-------- TEXT SHOWN --------

June 29, 2009 | Permalink
Playlist:
— Sweelinck, Music for Harpsichord; Glen Wilson (Naxos)
— Sonic Youth, The Eternal (Matador)
— Ann Southam, Simple Lines of Enquiry; Eve Egoyan (Centrediscs)
— Mozart, Violin Concertos; Gidon Kremer and Kremerata Baltica (Nonesuch)
Reading List:
Chimamanda Ngozi Adichie, The Thing Around Your Neck
Tash Aw, Map of the Invisible World
Wilfrid Sheed, The House That George Built
Jane Mayer, The Dark Side
Philip Hoare, Leviathan or, The Whale
June 24, 2009 | Permalink
In 2007, Justin Davidson wrote here about Jacques Herzog and Pierre de Meuron's spectacular design for the Elbphilharmonie in Hamburg. Despite delays and overruns, the hall is rising steadily from the waters of the Elbe, as this webcam attests, and is due to open in 2012. The dedicated website is spectacular in itself; you can even control the webcam remotely.
June 24, 2009 | Permalink
My long article on Marlboro Music, Rudolf Serkin's fabled chamber-music retreat in Vermont, appears in The New Yorker this week. It's available to subscribers, digital readers, and newsstand buyers. A post on our website contains two recordings from last summer's edition of Marlboro: the slow movement of the Schubert E-flat Trio, with Mitsuko Uchida, Soovin Kim, and the late David Soyer; and Samuel Barber's Summer Music, for winds. Some more pictures appear below.
June 22, 2009 | Permalink
The great Iranian kemancheh player Kayhan Kalhor and the New York string quartet Brooklyn Rider play "Beloved, Do Not Let Me Be Discouraged." Part 2 here.
June 20, 2009 | Permalink
Next week Lorin Maazel conducts his final concerts as the music director of the New York Philharmonic. The Mahler Eighth is his send-off. Noise reader Tammy Hepps has discovered a trove of reports of Maazel's child-prodigy years in an online archive of the Jewish Criterion, Pittsburgh's Jewish newspaper. At the time, Maazel was attending Peabody High School in Pittsburgh. One report reads: “For as long as Pittsburgh claims him, it can preen its feathers proudly. But it had better do so quickly for we fear he will soon be taking off for greener pastures. And with a talent like that, why shouldn’t he?” Another goes a little over the top: "Scan all musical history for a parallel of Lorin Maazel and the only approximation found is that of the young Mozart...." But the articles leave no doubt that Maazel was born with phenomenal gifts of memory, skill, and musical understanding.

-------- STORED DATA --------

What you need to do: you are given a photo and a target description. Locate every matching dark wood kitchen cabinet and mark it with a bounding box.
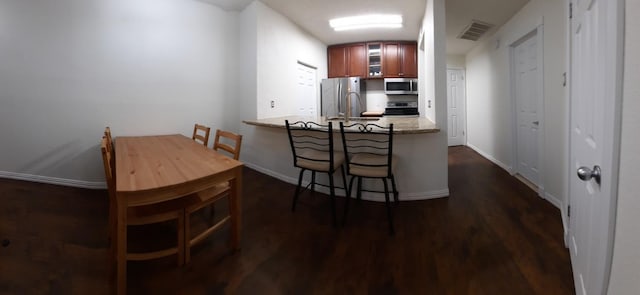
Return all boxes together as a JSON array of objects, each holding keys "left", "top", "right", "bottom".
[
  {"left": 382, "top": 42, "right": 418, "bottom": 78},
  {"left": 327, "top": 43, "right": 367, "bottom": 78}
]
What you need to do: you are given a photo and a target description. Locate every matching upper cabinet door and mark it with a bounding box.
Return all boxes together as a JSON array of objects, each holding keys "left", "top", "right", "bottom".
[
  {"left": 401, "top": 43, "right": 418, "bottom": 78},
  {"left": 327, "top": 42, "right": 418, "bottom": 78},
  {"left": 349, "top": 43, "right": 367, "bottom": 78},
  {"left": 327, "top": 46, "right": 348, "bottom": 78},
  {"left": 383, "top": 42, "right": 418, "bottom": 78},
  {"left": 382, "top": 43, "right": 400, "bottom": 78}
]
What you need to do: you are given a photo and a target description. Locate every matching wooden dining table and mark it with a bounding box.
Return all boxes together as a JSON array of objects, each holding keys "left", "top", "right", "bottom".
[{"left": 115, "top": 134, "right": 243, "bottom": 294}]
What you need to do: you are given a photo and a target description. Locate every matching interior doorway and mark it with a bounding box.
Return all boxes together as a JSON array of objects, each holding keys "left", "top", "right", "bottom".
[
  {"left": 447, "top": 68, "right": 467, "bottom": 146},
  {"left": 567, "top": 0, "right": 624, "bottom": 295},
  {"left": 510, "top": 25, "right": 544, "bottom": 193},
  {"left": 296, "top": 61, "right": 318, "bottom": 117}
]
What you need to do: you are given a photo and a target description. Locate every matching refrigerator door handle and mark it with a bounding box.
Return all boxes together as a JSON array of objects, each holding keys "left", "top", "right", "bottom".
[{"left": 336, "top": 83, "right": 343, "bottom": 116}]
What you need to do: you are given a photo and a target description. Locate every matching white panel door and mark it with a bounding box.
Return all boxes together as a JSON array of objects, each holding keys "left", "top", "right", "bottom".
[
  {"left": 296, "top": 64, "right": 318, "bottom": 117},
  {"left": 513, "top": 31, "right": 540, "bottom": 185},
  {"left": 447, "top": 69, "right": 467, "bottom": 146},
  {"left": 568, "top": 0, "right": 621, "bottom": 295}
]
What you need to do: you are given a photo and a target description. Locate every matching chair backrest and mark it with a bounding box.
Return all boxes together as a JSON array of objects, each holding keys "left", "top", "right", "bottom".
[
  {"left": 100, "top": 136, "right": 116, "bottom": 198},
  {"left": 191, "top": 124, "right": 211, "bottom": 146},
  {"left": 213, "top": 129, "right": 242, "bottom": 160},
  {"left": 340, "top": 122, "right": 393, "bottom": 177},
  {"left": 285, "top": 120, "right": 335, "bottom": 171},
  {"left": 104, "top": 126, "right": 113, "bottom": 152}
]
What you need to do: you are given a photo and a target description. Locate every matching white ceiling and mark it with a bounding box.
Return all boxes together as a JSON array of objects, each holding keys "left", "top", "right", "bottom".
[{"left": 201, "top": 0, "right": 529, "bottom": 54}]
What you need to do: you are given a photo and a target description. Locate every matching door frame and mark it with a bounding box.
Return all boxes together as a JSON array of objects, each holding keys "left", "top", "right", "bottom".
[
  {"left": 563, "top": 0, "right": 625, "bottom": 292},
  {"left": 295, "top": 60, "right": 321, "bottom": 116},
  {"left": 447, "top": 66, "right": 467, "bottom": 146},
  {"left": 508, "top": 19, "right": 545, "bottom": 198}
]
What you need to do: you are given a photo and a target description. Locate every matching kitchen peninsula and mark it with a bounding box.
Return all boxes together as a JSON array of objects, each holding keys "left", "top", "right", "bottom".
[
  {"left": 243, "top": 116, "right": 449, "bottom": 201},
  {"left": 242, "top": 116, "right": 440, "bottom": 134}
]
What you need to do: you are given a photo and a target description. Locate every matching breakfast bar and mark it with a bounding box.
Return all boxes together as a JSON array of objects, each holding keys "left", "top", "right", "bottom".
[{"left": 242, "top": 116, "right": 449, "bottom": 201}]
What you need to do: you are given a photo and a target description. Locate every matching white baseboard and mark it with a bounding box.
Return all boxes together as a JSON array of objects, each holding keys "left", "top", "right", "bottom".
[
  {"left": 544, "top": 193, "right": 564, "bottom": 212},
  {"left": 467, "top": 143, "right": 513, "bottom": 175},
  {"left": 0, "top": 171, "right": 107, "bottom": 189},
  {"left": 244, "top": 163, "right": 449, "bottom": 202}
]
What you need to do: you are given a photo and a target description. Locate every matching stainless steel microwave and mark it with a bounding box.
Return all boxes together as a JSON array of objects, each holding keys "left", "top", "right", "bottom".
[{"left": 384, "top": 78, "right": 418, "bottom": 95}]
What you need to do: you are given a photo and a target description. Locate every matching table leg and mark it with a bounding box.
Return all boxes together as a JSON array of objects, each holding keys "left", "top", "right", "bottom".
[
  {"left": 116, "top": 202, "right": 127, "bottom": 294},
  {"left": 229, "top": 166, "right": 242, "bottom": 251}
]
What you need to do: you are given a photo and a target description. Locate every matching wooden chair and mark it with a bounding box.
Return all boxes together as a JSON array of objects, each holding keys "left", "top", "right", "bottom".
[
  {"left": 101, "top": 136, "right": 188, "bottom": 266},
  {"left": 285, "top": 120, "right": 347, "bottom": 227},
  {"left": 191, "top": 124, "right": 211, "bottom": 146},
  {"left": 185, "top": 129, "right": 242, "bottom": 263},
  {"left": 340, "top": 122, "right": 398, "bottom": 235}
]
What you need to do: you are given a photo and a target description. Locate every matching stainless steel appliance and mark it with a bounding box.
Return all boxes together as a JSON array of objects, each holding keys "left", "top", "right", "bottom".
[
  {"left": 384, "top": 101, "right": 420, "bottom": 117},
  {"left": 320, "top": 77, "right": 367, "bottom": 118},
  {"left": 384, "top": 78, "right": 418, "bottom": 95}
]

--------
-------- STORED DATA --------

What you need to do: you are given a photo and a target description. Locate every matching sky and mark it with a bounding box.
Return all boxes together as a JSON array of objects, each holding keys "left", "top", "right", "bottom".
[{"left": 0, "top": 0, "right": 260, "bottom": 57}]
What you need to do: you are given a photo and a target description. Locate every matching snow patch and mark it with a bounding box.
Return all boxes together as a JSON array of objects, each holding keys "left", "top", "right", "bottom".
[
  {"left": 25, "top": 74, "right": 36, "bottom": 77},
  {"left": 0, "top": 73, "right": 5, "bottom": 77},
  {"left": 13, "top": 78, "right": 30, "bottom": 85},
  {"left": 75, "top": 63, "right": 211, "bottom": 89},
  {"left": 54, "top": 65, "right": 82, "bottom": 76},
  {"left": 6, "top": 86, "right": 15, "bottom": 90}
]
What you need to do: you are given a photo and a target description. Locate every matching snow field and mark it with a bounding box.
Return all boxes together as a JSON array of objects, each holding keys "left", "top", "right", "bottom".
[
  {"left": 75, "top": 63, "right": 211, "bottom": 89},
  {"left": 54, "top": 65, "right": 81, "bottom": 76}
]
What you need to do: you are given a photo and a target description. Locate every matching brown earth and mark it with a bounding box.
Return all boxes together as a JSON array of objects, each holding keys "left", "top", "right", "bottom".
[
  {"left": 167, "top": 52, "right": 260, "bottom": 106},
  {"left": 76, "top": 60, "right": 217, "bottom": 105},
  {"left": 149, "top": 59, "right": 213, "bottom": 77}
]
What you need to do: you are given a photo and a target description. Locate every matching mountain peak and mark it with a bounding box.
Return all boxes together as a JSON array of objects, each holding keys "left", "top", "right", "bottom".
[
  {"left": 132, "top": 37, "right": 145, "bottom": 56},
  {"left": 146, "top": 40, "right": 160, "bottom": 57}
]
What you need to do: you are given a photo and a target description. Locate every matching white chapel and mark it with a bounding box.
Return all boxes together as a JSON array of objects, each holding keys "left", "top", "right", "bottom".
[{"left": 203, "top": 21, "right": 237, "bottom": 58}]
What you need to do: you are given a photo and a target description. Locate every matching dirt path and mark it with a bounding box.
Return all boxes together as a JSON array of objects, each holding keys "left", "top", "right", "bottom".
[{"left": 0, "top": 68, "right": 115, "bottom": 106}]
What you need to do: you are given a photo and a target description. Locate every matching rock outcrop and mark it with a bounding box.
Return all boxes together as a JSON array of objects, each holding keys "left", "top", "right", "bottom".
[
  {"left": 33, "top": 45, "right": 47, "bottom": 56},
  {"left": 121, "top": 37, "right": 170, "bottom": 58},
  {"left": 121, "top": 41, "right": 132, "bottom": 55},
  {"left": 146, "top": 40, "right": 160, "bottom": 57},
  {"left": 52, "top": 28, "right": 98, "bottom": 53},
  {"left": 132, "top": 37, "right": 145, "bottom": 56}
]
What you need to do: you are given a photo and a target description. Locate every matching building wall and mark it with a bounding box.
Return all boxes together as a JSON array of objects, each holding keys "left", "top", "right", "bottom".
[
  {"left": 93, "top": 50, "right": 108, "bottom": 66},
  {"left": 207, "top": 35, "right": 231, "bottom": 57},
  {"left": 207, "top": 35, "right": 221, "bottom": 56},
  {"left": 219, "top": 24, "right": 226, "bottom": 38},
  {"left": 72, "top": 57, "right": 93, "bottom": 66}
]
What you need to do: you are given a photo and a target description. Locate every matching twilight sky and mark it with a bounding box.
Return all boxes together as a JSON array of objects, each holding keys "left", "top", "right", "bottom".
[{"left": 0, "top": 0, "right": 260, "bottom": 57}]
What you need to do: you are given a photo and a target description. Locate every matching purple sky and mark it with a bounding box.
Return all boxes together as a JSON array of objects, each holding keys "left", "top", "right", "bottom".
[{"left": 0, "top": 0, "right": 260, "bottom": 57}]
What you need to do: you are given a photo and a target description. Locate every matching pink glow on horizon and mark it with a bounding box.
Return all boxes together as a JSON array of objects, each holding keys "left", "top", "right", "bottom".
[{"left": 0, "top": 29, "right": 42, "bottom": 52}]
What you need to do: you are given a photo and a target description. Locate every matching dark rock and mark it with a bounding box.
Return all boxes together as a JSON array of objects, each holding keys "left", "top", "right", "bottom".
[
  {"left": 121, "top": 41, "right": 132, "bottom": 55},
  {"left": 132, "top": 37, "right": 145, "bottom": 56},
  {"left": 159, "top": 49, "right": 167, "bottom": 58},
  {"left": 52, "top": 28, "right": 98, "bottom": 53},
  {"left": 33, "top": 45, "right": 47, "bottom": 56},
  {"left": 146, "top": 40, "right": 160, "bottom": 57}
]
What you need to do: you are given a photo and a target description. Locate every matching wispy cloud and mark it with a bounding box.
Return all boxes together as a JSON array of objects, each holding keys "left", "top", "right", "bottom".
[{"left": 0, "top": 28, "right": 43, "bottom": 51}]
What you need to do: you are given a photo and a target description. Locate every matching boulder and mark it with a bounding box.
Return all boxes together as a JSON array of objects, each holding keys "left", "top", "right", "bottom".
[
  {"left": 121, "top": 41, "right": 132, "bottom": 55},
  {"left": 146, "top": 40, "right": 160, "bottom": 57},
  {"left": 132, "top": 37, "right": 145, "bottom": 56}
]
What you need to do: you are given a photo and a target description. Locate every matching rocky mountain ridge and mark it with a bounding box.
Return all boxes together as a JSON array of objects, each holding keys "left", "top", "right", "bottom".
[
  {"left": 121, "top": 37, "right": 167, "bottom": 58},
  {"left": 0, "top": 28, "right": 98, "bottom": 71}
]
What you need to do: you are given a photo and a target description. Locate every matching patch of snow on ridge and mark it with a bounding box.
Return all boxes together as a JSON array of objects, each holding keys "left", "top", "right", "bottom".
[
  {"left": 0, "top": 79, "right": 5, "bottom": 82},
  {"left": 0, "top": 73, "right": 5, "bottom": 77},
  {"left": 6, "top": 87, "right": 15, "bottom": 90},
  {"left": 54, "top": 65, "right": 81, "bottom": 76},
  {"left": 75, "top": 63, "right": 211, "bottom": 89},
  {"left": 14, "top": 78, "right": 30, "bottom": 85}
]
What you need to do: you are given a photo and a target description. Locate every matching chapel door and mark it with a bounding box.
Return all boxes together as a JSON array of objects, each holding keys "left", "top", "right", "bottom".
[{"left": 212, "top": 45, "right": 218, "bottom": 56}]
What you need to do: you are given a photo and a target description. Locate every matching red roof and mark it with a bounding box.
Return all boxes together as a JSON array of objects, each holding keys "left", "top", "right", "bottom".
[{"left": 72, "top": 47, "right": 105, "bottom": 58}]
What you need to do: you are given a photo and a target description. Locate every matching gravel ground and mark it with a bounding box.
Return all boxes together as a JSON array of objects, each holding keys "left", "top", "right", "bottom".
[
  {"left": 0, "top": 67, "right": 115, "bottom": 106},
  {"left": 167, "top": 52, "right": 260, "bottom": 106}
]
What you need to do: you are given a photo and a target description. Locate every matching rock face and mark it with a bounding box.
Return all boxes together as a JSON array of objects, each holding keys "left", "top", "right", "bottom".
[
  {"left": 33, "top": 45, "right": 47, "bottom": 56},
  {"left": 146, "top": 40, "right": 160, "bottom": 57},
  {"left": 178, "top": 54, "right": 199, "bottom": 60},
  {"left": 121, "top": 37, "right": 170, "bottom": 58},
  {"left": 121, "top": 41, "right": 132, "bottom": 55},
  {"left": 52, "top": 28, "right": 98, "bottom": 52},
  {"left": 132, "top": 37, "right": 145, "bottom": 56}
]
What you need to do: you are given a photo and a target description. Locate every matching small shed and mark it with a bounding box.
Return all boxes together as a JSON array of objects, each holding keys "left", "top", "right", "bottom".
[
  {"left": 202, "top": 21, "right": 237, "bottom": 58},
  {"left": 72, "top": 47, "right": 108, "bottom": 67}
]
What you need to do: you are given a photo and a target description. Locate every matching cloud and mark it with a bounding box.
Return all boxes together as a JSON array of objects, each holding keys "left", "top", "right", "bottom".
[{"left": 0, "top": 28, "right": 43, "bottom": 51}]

--------

TASK TO COMPLETE: From the music blog posts, extract the passage word for word, starting at "June 29, 2009" and ending at "Kremerata Baltica (Nonesuch)".

RESULT FOR THIS EXERCISE:
June 29, 2009 | Permalink
Playlist:
— Sweelinck, Music for Harpsichord; Glen Wilson (Naxos)
— Sonic Youth, The Eternal (Matador)
— Ann Southam, Simple Lines of Enquiry; Eve Egoyan (Centrediscs)
— Mozart, Violin Concertos; Gidon Kremer and Kremerata Baltica (Nonesuch)